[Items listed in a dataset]
---*---
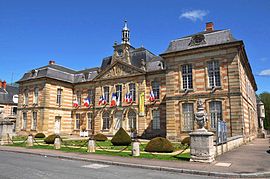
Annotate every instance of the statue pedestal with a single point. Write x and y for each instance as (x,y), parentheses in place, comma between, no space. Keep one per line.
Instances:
(202,146)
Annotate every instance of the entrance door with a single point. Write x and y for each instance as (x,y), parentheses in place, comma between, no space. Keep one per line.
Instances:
(57,125)
(117,121)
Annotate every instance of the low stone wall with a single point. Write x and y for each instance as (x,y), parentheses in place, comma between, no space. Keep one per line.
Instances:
(232,143)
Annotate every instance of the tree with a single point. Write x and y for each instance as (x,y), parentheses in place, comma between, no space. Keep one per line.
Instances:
(265,97)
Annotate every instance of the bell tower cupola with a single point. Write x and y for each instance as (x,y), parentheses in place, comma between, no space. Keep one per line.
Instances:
(125,34)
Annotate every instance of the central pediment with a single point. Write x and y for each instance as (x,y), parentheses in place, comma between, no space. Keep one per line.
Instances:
(119,69)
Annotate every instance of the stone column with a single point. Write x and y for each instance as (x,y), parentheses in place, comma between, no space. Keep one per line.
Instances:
(30,141)
(57,143)
(202,146)
(135,148)
(91,146)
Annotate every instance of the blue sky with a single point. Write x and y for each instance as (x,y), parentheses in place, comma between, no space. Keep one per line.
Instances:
(79,33)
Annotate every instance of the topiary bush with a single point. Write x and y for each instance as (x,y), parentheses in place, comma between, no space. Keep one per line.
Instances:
(50,139)
(40,135)
(159,144)
(100,137)
(121,138)
(186,141)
---*---
Turn the stretch of the material from the line containing "Annotate every instance of the central" through its end into a numbered list, skipping any blank lines.

• _TASK ANSWER_:
1. Annotate every instance of the central pediment with a single point. Write x and y for each instance as (x,y), parentheses in place, comma between, no space. Keep one per line.
2. Instances:
3. (119,69)
4. Annotate every instance of the stone column with a single point. Write x and y for each instance as (x,y), parentheses in place, comma between, no space. Keep one per line.
5. Instances:
6. (30,141)
7. (57,143)
8. (202,146)
9. (135,148)
10. (91,146)
11. Annotate every instance of the blue sky with a single point. Write x and y for each instance as (x,y), parentheses in place, comma between, no space. Keep one per line.
12. Instances:
13. (79,33)
14. Annotate every instance of the topiary bush with a single point. Write x and y for each instance as (x,y), parentheses in place, comma between, no space. Keep one per line.
15. Instances:
16. (50,139)
17. (40,135)
18. (159,144)
19. (100,137)
20. (121,138)
21. (186,141)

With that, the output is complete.